→ **Stated exercise**: How many lines in the material below contain the string "point"? Reply with the number alone.

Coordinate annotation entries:

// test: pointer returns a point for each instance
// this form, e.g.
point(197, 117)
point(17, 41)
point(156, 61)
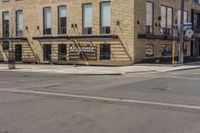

→ **Exercise output**: 4